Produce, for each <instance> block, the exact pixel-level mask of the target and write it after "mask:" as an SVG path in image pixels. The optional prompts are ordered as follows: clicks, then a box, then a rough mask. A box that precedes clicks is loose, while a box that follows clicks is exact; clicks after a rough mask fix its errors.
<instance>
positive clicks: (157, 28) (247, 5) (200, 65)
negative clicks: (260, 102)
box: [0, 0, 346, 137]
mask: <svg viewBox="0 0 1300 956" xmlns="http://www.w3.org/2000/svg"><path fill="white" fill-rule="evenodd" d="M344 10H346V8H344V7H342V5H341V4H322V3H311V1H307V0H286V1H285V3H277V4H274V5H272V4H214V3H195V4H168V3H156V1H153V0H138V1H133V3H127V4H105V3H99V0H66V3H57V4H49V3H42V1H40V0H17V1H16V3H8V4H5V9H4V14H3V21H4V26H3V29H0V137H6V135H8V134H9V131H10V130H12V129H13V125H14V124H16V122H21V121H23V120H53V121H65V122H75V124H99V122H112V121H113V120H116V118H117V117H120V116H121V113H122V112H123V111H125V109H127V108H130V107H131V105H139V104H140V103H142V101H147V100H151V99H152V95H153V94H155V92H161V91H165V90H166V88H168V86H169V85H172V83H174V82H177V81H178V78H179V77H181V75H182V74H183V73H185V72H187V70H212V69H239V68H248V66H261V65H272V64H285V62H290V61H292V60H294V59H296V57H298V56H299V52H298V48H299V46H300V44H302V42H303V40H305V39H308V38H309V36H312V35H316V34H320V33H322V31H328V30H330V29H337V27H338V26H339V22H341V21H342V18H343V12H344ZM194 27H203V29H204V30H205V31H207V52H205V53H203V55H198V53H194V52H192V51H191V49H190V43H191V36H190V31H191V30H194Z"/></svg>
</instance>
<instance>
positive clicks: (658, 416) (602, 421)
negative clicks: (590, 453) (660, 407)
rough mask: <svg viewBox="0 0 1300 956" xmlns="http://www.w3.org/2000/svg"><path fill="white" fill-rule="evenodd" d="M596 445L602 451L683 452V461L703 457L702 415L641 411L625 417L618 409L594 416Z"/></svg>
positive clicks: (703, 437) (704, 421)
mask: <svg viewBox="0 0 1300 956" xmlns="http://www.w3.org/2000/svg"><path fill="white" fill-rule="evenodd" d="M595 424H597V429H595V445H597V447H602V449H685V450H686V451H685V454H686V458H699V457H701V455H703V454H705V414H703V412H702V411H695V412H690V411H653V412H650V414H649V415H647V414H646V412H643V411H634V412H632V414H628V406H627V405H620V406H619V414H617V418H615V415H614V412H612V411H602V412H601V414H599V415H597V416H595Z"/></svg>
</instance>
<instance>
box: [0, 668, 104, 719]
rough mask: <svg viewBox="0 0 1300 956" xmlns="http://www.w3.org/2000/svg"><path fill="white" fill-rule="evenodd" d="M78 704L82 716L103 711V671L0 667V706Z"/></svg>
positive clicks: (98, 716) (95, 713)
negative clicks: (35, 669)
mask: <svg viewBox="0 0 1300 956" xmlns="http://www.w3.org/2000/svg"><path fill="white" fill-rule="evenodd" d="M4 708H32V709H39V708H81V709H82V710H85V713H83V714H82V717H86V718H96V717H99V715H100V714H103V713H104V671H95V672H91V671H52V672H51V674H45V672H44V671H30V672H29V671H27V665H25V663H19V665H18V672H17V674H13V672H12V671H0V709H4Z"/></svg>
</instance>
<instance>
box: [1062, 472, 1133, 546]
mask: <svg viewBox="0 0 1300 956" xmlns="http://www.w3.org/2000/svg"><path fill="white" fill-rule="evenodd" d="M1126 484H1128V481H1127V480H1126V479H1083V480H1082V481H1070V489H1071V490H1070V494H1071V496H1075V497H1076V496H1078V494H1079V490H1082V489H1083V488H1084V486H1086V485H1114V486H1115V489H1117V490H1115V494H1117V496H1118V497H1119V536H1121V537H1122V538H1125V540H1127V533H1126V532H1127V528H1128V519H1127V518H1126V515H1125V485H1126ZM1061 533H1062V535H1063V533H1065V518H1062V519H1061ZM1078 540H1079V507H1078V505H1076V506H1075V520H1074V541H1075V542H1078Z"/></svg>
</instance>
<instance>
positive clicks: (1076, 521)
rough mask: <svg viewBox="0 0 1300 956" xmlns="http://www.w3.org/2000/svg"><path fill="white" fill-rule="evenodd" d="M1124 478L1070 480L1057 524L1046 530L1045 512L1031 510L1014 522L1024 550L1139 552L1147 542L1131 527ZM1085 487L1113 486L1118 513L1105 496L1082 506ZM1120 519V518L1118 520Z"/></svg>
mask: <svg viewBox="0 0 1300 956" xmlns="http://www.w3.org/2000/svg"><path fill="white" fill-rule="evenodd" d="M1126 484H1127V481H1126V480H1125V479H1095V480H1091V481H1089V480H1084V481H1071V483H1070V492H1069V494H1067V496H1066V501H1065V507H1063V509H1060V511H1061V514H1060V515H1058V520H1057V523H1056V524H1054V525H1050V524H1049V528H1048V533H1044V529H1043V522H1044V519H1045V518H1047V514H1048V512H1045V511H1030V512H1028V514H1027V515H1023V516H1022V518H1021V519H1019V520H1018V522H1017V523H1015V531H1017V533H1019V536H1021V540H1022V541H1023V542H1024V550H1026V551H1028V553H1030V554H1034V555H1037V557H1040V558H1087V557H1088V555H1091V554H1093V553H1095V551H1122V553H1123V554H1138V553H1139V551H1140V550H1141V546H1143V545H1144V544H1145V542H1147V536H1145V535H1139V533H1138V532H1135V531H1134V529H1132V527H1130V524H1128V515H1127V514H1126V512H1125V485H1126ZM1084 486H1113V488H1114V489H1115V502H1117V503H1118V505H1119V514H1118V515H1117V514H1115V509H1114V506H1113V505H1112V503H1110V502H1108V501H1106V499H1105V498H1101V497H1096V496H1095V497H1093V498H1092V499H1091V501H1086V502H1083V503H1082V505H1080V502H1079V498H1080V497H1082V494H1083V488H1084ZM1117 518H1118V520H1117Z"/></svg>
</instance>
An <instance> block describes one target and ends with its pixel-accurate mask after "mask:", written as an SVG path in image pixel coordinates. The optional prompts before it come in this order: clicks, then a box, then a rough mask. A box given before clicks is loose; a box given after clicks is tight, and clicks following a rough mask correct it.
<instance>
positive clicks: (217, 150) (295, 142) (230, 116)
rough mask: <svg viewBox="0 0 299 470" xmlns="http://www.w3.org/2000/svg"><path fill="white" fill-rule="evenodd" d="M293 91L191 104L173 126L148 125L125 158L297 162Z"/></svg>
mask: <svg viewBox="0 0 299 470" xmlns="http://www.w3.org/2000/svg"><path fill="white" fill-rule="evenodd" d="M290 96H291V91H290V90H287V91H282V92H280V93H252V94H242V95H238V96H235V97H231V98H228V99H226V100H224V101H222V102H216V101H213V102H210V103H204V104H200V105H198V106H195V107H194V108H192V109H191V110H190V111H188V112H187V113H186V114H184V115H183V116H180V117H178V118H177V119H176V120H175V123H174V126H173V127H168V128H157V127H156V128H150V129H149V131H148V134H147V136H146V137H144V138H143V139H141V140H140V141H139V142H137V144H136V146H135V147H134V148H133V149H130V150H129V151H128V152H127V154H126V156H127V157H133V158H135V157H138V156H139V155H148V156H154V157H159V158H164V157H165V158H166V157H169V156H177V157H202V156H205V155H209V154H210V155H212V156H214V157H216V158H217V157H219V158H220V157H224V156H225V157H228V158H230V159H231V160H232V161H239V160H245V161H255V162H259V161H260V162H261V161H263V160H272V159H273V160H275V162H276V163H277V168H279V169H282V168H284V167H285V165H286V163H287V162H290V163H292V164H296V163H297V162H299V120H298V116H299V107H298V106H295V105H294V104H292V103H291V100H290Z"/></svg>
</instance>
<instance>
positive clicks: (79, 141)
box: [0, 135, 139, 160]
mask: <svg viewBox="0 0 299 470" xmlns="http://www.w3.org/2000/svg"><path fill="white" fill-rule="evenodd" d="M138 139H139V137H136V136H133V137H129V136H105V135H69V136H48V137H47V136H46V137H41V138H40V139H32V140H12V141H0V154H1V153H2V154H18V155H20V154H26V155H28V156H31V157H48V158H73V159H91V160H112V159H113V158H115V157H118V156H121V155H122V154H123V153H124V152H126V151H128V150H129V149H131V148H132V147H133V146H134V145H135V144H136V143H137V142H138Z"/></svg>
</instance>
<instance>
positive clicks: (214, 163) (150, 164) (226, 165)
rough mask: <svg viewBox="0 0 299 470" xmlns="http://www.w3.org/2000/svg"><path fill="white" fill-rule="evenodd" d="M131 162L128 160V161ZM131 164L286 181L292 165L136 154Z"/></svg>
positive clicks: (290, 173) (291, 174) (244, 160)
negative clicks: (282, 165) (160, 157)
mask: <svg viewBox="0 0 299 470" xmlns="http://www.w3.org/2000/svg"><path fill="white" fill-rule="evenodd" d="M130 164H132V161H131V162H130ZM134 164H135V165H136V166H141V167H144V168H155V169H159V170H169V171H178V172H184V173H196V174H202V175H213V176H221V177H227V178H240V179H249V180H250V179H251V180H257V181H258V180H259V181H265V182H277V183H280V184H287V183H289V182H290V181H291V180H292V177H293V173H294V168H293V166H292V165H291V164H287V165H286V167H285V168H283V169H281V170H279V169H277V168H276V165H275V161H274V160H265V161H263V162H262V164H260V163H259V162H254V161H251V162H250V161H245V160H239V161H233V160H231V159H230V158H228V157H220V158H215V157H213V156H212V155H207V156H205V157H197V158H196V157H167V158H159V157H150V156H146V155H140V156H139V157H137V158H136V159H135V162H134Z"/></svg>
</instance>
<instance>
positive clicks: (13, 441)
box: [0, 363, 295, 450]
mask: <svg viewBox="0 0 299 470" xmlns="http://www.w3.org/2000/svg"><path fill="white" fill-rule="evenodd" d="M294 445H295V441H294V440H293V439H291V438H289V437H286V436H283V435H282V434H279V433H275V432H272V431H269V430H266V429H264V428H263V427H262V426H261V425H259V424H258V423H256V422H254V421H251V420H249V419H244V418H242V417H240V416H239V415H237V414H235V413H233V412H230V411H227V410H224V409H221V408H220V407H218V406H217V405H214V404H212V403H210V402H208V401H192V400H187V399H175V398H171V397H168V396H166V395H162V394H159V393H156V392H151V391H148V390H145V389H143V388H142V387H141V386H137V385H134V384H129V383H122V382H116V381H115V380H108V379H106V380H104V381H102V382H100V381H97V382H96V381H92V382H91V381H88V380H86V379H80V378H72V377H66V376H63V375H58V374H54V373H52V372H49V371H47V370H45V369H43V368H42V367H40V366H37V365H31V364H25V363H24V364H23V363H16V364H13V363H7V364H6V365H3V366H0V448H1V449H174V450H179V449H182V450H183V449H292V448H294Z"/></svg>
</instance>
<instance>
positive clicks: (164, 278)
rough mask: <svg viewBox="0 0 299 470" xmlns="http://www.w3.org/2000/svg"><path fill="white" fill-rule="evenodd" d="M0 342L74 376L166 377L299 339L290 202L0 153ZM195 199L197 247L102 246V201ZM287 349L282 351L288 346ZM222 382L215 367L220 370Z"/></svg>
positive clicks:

+---+

REQUIRED ACTION:
Repeat everything from the start of the listing down to the line containing "box: [0, 0, 346, 137]", including that line.

SOLUTION:
Produce, for each <instance> block, the exact pixel-level mask of the target and write it after "mask:" as an SVG path in image pixels. The optional prompts are ordered as follows: clicks, then a box, then a rough mask. A box that precedes clicks is loose, while a box that follows clicks is exact; clicks after a rough mask fix its errors.
<instance>
positive clicks: (157, 28) (247, 5) (200, 65)
negative clicks: (260, 102)
box: [0, 0, 346, 137]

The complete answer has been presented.